> _DIRECTIONS FOR THIS TASK_
Determine whether each statement below agrees with the essay on Geoff Dyer, answering yes or no and quoting the deciding words of the essay. 1. The first academic conference on Dyer was held at Birkbeck College. 2. Out of Sheer Rage recounts Dyer's successful completion of a scholarly study of D. H. Lawrence. 3. Dyer's 2011 New York Times column praises a book by Michael Fried.

> _DOCUMENT EXCERPT_
· · ·
It Kills Everything It Touches: On the Perils of Studying Geoff Dyer

By Daniel Marc JanesAugust 10, 2014

It Kills Everything It Touches: On the Perils of Studying Geoff Dyer
IN THE COURSE of this essay, I want to examine Geoff Dyer and his relationship with the academic establishment. The aforementioned relationship, I will go on to argue, has heretofore been an uneasy one, but the occurrence of a significant, apparently paradoxical event has provided the ideal research opportunity with which to conduct said examination. As I will reveal, this event — the organization of an academic conference in his honor — lays bare the manifest tensions in his work between a hostility to what he considers deadening academic analysis and a profound desire to get closer to his subject. The organization of my essay is as follows.

I cannot blame you if you have stopped reading by now; Geoff Dyer certainly would have. To Dyer, this kind of prose — with its pathological signposting and life-sucking verbosity — exemplifies all that is wrong with the academic world. In a 2011 New York Times column, he eviscerates a work of criticism for precisely these reasons: the art historian Michael Fried’s Why Photography Matters as Art as Never Before, whose long-windedness trickles down from its title.

But it is in 1998’s Out of Sheer Rage that Dyer truly gets his knives out. The book describes his failed attempts to write a scholarly study of D. H. Lawrence. As he drudges through a Longman Critical Reader on the author, he finds himself increasingly angered by its contents: trendy theoretical titles like “Lawrence, Foucault and the Language of Sexuality” and “Radical Indeterminacy: a post-modern Lawrence.” He wonders:

How could these people with no feeling for literature have ended up teaching it, writing about it? […] writing like that kills everything it touches. That is the hallmark of academic criticism: it kills everything it touches. Walk around a university campus and there is an almost palpable smell of death about the place because hundreds of academics are busy killing everything they touch.


In Dyer’s mind, the academic conference may be the worst offender of all. He goes on to describe his horror on meeting an academic who specialises in Rainer Maria Rilke:

You don’t teach Rilke, I wanted to say, you kill Rilke! You turn him to dust and then you go off to conferences where dozens of other academic-morticians gather with the express intention of killing Rilke and turning him to dust. Then, as part of the cover-up, the conference papers are published, the dust is embalmed and before you know it literature is a vast graveyard of dust, a dustyard of graves.


What happens, then, when academic-morticians gather with the express intention of killing Geoff Dyer? On July 11, 2014, the Centre for Contemporary Literature at the University of London’s Birkbeck College presented the world’s first academic conference on the writer. The very concept seems absurd. It’s not just what Dyer has said about academia: it’s a matter of sensibility. Dyer’s mind is discursive, rangy, his style breezy and comic. Surely he is best appreciated as a raconteur, a vacation companion, than pickled in intellectual formaldehyde? What’s more, Dyer, like his literary hero John Berger, is profoundly opposed to the idea of specialization. He has described himself as a “literary and scholarly gatecrasher,” barging in uninvited on areas of expertise. His approach is that of D. H. Lawrence, who, intent on writing about Etruscan civilization, became frustrated by the academic book he hoped would help him: “Be damned to all authorities! Must take the imaginative line.”
· · ·
> _EXTRACTED ENTRIES_
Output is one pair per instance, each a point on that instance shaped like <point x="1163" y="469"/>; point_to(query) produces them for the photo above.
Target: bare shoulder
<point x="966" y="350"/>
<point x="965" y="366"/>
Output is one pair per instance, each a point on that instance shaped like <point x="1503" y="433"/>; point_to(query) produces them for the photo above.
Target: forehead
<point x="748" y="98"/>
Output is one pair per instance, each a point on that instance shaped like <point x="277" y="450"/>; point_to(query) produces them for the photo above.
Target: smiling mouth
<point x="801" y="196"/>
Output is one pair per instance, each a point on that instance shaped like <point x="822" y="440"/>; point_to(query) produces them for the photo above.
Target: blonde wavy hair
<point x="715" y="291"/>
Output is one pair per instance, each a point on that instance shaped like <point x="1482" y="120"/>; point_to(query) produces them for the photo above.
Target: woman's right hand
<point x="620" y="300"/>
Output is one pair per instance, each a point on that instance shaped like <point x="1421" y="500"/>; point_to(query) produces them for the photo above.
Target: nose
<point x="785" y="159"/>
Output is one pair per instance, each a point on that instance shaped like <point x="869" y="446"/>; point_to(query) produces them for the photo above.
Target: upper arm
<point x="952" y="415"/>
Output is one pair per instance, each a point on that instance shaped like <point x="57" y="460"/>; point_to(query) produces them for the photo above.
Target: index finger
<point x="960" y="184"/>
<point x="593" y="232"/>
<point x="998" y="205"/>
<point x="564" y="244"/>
· · ·
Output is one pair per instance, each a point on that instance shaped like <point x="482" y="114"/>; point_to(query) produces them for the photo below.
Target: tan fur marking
· · ·
> _OUTPUT OF THE TASK_
1. Yes: "On July 11, 2014, the Centre for Contemporary Literature at the University of London’s Birkbeck College presented the world’s first academic conference on the writer."
2. No: "The book describes his failed attempts to write a scholarly study of D. H. Lawrence."
3. No: "In a 2011 New York Times column, he eviscerates a work of criticism for precisely these reasons: the art historian Michael Fried’s Why Photography Matters as Art as Never Before"